[Stored items]
- - -

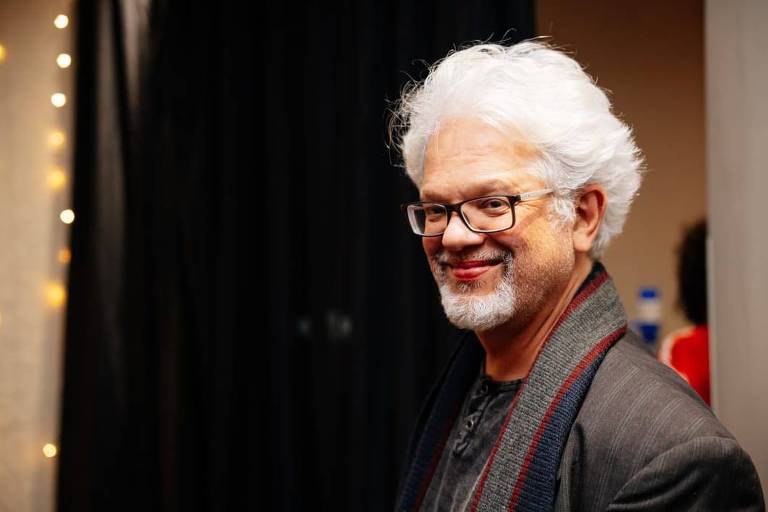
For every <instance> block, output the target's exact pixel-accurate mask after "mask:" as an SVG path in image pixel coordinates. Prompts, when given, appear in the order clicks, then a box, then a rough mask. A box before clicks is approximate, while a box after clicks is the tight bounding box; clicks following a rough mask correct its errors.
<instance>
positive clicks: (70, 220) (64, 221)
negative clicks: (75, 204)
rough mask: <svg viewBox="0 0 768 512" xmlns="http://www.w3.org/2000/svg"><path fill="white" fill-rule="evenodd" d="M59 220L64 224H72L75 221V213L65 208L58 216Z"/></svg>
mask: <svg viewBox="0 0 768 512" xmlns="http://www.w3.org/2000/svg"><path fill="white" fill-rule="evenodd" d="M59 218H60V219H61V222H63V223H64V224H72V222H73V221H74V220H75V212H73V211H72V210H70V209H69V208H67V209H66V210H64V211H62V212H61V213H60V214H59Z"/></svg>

- - -

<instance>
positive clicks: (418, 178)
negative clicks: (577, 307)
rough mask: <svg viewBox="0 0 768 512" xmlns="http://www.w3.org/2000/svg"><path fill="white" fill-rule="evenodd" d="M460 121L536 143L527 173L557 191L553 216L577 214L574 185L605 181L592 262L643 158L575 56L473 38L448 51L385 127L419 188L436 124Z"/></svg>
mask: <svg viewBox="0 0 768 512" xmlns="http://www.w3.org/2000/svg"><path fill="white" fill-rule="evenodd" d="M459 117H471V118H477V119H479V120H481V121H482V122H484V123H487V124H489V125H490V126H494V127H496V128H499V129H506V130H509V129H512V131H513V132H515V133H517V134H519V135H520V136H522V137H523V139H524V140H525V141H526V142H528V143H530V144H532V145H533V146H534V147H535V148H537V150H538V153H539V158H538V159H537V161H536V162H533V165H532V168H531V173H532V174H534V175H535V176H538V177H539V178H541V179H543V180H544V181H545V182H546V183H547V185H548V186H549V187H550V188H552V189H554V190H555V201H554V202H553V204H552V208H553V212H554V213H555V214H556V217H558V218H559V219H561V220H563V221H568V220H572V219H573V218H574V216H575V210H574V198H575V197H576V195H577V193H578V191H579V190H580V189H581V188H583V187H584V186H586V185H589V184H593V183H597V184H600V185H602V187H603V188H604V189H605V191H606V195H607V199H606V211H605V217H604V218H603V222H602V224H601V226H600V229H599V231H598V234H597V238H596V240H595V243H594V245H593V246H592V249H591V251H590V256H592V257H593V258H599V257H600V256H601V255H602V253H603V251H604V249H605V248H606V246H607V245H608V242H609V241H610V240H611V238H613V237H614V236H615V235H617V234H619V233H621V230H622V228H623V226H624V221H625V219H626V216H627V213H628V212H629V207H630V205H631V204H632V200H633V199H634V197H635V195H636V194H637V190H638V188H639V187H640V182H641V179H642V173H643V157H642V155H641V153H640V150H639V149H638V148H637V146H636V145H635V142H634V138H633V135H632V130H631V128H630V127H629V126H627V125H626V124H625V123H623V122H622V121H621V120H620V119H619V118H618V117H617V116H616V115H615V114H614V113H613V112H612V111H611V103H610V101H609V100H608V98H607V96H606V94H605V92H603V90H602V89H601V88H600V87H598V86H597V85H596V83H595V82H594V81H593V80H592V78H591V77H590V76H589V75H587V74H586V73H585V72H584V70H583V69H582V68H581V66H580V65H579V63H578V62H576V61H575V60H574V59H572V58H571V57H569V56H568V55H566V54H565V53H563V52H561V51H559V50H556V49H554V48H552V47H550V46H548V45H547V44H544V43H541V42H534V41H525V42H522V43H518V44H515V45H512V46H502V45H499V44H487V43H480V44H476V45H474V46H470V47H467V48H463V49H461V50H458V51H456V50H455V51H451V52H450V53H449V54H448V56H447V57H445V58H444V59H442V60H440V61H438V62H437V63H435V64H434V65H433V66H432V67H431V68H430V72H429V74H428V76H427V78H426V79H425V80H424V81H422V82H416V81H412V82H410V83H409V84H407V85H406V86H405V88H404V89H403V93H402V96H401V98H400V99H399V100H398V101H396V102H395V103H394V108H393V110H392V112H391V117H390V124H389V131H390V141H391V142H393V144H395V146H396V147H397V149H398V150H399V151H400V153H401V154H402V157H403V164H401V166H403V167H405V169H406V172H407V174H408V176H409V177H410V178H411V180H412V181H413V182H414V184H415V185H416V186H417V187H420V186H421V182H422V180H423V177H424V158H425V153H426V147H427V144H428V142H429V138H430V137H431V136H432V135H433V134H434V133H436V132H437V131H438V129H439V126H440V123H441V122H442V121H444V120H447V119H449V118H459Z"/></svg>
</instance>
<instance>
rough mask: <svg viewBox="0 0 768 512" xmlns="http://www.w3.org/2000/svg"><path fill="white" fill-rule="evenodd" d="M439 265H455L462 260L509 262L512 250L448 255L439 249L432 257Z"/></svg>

- - -

▸ Task directions:
Take the entries above and copy out all lines with the string "clicks".

▸ Solution:
For every <instance> block, output the target's exact pixel-accurate mask after "mask:" as an SVG path in image pixel coordinates. Prompts, when given, appear in the order clicks, then a box, then a rough mask. A box before clicks is approximate, while a box after clicks is the tight bounding box; clicks following a rough mask correct its errors.
positive clicks: (70, 220) (64, 221)
negative clicks: (75, 204)
positive clicks: (418, 178)
negative clicks: (577, 307)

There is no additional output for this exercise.